-- YOUR INSTRUCTIONS --
Which lines in the records below contain the string "tennis"? Locate each one, matching case exactly, and copy it out in full.

-- TASK DATA --

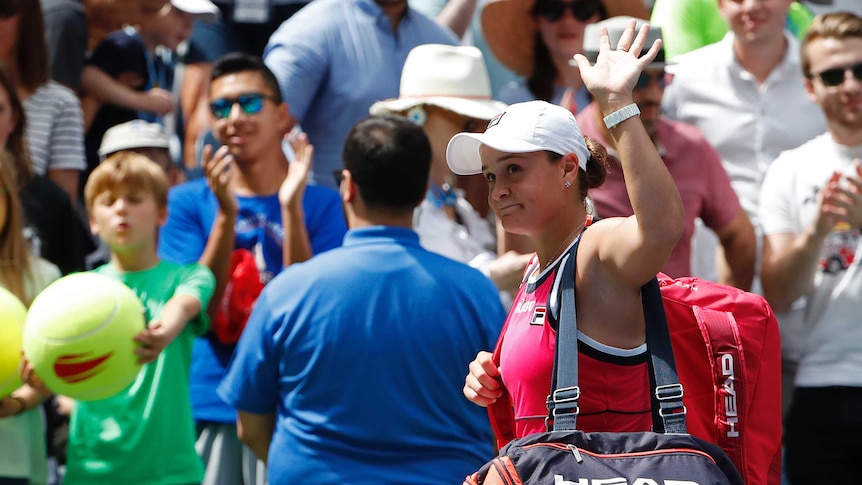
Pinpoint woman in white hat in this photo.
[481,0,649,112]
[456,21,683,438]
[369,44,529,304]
---
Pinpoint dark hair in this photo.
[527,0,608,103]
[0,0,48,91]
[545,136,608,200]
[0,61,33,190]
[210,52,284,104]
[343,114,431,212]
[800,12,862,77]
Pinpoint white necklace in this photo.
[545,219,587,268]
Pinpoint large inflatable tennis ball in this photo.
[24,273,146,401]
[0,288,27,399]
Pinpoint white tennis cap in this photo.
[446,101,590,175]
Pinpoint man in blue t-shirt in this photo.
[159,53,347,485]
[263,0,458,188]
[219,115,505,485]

-- ANSWER FOR THE TASK --
Pinpoint large inflatable tennis ball in this photo.
Pinpoint white tennis cap in this photo.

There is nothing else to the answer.